(SOURCE MATERIAL)
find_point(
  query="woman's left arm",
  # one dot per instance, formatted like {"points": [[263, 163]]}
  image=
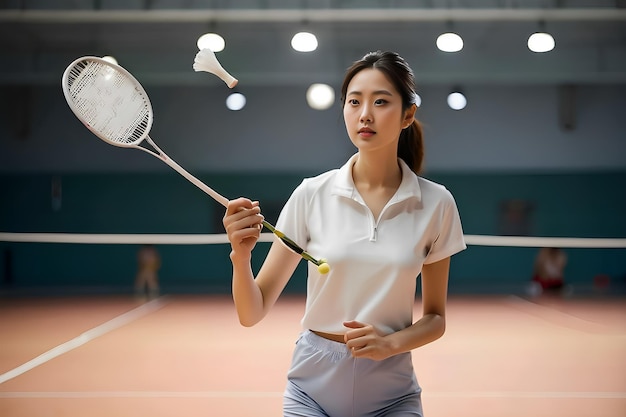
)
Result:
{"points": [[363, 340]]}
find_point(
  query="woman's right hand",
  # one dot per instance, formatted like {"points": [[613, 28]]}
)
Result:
{"points": [[243, 224]]}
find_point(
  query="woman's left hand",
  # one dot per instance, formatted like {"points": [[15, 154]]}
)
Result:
{"points": [[365, 342]]}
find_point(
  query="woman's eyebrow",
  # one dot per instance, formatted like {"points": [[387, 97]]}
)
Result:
{"points": [[377, 92]]}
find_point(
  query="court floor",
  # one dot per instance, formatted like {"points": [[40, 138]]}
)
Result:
{"points": [[502, 356]]}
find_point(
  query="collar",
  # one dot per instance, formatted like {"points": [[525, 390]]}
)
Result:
{"points": [[344, 183]]}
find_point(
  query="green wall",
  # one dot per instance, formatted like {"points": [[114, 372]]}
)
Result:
{"points": [[565, 205]]}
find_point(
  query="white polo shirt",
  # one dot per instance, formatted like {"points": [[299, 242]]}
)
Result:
{"points": [[374, 263]]}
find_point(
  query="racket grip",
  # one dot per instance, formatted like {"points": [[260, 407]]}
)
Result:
{"points": [[291, 244]]}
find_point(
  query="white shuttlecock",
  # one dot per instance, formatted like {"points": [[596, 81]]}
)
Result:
{"points": [[207, 61]]}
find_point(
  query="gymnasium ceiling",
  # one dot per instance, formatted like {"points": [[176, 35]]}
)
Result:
{"points": [[156, 39]]}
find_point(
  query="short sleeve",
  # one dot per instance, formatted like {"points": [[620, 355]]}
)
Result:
{"points": [[292, 218], [450, 239]]}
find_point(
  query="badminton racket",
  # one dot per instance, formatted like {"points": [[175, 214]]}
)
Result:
{"points": [[113, 105]]}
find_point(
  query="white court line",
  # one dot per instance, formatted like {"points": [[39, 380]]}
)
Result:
{"points": [[558, 317], [80, 340], [251, 394]]}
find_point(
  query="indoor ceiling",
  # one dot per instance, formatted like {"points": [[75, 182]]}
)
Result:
{"points": [[156, 40]]}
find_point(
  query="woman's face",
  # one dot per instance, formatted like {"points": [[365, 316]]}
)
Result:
{"points": [[373, 112]]}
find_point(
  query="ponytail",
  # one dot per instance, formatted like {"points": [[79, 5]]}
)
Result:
{"points": [[411, 146]]}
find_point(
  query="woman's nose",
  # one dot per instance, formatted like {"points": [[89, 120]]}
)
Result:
{"points": [[366, 115]]}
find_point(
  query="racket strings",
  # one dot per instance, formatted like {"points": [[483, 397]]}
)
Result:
{"points": [[109, 102]]}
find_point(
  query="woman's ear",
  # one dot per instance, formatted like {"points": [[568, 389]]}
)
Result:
{"points": [[409, 116]]}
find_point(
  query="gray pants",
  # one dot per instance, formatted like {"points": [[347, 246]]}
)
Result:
{"points": [[325, 380]]}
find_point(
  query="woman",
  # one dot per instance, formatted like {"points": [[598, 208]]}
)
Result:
{"points": [[378, 224]]}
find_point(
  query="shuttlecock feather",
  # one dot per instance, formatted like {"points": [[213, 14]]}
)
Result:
{"points": [[207, 61]]}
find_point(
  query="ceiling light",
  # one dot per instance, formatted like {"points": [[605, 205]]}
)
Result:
{"points": [[541, 42], [320, 96], [212, 41], [457, 101], [304, 42], [109, 58], [449, 42], [235, 101]]}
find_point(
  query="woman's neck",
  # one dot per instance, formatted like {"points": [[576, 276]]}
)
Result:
{"points": [[375, 170]]}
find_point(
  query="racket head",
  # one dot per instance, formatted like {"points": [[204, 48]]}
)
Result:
{"points": [[108, 100]]}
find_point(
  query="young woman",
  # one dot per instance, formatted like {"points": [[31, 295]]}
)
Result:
{"points": [[379, 225]]}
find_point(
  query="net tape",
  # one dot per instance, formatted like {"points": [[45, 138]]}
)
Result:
{"points": [[221, 238]]}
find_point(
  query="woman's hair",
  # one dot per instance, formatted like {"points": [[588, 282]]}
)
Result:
{"points": [[396, 69]]}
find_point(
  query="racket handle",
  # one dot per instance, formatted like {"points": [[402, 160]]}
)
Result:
{"points": [[291, 244]]}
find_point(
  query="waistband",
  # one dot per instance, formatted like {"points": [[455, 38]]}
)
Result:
{"points": [[322, 344]]}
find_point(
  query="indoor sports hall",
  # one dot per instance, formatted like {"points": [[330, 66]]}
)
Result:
{"points": [[115, 275]]}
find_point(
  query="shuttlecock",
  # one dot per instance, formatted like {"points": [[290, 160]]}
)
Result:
{"points": [[207, 61]]}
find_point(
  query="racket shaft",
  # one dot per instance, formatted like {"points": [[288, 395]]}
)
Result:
{"points": [[291, 244], [224, 201], [211, 192]]}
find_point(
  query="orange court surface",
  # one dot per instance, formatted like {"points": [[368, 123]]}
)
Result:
{"points": [[184, 355]]}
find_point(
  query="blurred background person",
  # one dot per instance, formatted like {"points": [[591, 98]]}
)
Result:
{"points": [[548, 272], [147, 279]]}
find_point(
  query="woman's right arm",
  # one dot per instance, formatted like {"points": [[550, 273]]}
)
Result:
{"points": [[255, 296]]}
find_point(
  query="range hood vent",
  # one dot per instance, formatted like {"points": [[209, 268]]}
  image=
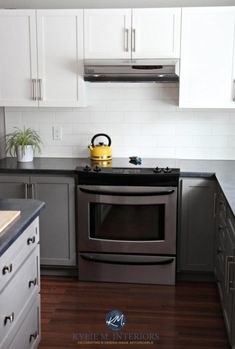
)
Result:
{"points": [[131, 70]]}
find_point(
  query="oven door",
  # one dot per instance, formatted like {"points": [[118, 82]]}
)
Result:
{"points": [[126, 219]]}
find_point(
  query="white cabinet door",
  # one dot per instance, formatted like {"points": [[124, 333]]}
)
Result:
{"points": [[60, 57], [18, 57], [107, 33], [206, 69], [156, 33]]}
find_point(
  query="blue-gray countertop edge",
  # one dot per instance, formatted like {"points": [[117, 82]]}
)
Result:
{"points": [[30, 209]]}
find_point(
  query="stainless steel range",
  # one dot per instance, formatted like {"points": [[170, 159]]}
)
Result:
{"points": [[127, 220]]}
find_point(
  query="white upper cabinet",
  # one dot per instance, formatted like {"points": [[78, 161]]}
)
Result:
{"points": [[137, 33], [60, 57], [18, 57], [207, 58], [156, 33], [107, 33], [41, 58]]}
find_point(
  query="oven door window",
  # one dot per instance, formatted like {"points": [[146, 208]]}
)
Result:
{"points": [[127, 222]]}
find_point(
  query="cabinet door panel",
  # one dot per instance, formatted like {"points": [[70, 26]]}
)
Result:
{"points": [[104, 33], [157, 33], [18, 58], [207, 57], [60, 55], [196, 232], [57, 222]]}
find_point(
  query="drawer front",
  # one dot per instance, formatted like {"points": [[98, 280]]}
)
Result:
{"points": [[28, 335], [13, 258], [18, 293]]}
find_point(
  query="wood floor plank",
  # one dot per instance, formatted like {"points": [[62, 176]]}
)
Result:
{"points": [[185, 316]]}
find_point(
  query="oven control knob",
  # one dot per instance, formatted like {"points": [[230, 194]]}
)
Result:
{"points": [[87, 169], [157, 170], [97, 169], [167, 170]]}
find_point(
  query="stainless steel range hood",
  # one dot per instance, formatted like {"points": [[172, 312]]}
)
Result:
{"points": [[163, 70]]}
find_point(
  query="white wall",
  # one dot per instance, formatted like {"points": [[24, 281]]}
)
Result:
{"points": [[109, 3], [142, 120], [2, 133]]}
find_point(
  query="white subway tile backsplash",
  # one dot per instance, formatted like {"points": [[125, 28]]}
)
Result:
{"points": [[141, 119]]}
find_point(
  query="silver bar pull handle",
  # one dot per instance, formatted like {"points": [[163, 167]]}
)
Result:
{"points": [[34, 92], [26, 191], [126, 40], [231, 283], [9, 318], [233, 91], [40, 96], [133, 40], [214, 208]]}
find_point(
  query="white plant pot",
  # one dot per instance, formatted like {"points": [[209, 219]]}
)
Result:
{"points": [[27, 156]]}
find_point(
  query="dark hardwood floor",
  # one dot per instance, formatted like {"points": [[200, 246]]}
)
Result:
{"points": [[185, 316]]}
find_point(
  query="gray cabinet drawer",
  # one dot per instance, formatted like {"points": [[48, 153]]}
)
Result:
{"points": [[28, 335], [16, 254], [18, 294]]}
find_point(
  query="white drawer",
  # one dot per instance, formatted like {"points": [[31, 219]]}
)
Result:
{"points": [[13, 258], [18, 293], [29, 334]]}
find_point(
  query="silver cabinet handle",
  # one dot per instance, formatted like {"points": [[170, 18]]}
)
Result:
{"points": [[231, 283], [33, 336], [214, 208], [33, 282], [229, 261], [133, 40], [40, 96], [7, 269], [126, 40], [233, 92], [34, 90], [9, 318], [33, 190], [26, 191], [31, 240]]}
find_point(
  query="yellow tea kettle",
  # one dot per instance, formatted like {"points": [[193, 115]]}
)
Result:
{"points": [[100, 151]]}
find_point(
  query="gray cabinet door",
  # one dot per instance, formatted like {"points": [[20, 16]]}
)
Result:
{"points": [[14, 186], [57, 220], [196, 225]]}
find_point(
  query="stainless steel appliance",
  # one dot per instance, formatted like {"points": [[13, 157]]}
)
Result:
{"points": [[112, 70], [127, 219]]}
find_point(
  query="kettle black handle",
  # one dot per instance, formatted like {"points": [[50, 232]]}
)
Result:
{"points": [[98, 135]]}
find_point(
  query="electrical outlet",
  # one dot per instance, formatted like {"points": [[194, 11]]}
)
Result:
{"points": [[57, 133]]}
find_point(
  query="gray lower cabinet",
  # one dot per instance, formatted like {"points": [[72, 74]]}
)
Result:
{"points": [[225, 264], [57, 220], [195, 251], [20, 292]]}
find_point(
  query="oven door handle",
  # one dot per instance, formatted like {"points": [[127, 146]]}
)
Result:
{"points": [[106, 260], [126, 193]]}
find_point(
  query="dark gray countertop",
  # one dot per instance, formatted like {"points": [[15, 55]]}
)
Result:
{"points": [[224, 170], [30, 209]]}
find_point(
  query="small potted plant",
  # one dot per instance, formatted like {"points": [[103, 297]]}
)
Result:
{"points": [[23, 144]]}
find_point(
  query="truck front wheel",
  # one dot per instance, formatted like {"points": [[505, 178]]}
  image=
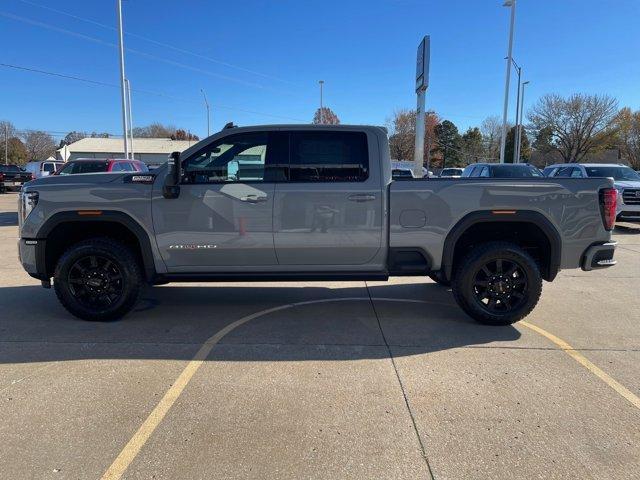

(EXERCISE DETAILS)
Find each line in the records that contains the string "front" and copy those lines.

(ANSWER TO THIS PROBLEM)
  query="drawer front",
  query="truck front wheel",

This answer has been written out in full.